YOUR INSTRUCTIONS
Copy out the listing below word for word, keeping every line and its order. Leave the pictures out of your copy.

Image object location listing
— begin —

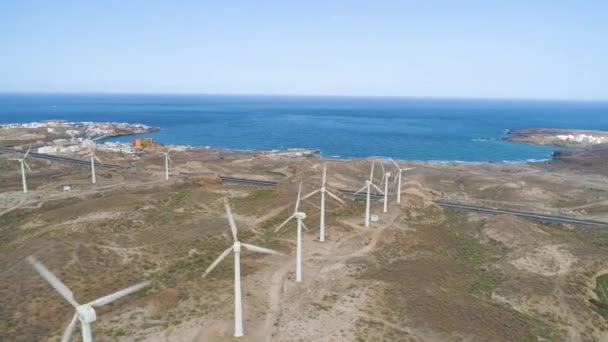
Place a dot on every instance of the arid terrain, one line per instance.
(421, 273)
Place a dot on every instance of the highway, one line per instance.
(80, 162)
(245, 181)
(529, 215)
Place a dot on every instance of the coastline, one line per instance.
(138, 129)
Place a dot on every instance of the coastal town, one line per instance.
(67, 138)
(61, 136)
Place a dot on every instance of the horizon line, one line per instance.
(420, 97)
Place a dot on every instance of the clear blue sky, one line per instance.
(513, 49)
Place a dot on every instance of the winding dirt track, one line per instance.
(277, 281)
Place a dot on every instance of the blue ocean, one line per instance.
(347, 127)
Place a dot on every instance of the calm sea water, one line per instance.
(404, 128)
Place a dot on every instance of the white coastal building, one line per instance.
(582, 138)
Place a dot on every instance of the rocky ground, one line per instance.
(421, 273)
(558, 137)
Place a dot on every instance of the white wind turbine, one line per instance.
(167, 162)
(398, 179)
(236, 248)
(368, 186)
(84, 312)
(93, 157)
(385, 177)
(323, 191)
(23, 167)
(299, 216)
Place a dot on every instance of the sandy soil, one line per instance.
(421, 273)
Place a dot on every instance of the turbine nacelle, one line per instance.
(86, 313)
(236, 247)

— end —

SOLUTION
Place a dot on every instance of the arid terrain, one line per instance.
(421, 273)
Place a dot on every instance of the highway, one line per instance.
(80, 162)
(245, 181)
(529, 215)
Place a dot on every instance of the coastline, one line per instance.
(138, 129)
Place a dot on every instance of the coastal town, one line per instance.
(67, 138)
(61, 136)
Place a dot on every instance of the horizon line, one line per instance.
(420, 97)
Place a dot on every instance of the clear blue sky, one line per instance.
(513, 49)
Place a dot on every instance of the winding dirt track, one line per instance.
(277, 281)
Place a dot on every instance of the blue ocean, one line per instance.
(347, 127)
Place a dot on every instance of the calm sea water, one line per instance.
(404, 128)
Place a dot on every instance of the white coastal building, one line per instance.
(582, 138)
Place a dot on every instance of the rocky ground, one line per instance.
(421, 273)
(558, 137)
Place a dot on every instance of the white wind turbine, one line per instance.
(167, 162)
(398, 179)
(236, 248)
(368, 186)
(84, 312)
(93, 157)
(385, 177)
(323, 191)
(23, 167)
(299, 216)
Place a dot on every instance of the sandy soil, one line per instance.
(421, 273)
Place a dot on every instance of the turbine nacelle, one line per instance.
(86, 313)
(236, 247)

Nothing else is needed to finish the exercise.